### Exercise details
In the records below, rewrite only the part that opens with the line containing "Can you locate the porch" and closes with the line containing "Target: porch light", replacing "Drop" with "Place" and keeping everything else unchanged.

### Materials provided
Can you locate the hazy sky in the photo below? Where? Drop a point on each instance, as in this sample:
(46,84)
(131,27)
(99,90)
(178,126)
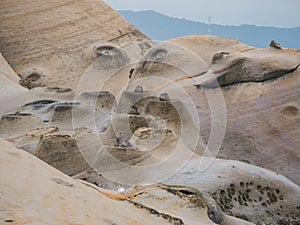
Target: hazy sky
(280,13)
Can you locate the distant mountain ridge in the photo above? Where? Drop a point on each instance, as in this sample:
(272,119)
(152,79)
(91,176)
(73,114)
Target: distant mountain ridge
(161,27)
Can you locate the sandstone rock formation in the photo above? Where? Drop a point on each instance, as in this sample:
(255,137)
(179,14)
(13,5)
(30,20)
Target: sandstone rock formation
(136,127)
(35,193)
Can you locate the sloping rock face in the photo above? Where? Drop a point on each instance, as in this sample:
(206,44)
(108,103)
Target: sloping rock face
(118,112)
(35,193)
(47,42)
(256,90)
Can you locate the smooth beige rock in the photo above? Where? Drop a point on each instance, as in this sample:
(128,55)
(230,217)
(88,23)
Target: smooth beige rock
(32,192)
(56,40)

--

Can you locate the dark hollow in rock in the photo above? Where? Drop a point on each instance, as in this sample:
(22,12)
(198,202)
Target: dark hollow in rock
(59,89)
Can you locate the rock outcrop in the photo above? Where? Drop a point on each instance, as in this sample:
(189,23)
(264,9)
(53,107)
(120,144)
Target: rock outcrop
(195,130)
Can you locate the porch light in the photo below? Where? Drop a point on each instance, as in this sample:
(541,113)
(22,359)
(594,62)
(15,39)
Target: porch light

### Solution for this task
Can you locate the porch light in the photo below? Where? Place a point on each instance, as in this sample:
(541,113)
(22,359)
(594,62)
(15,39)
Target: porch light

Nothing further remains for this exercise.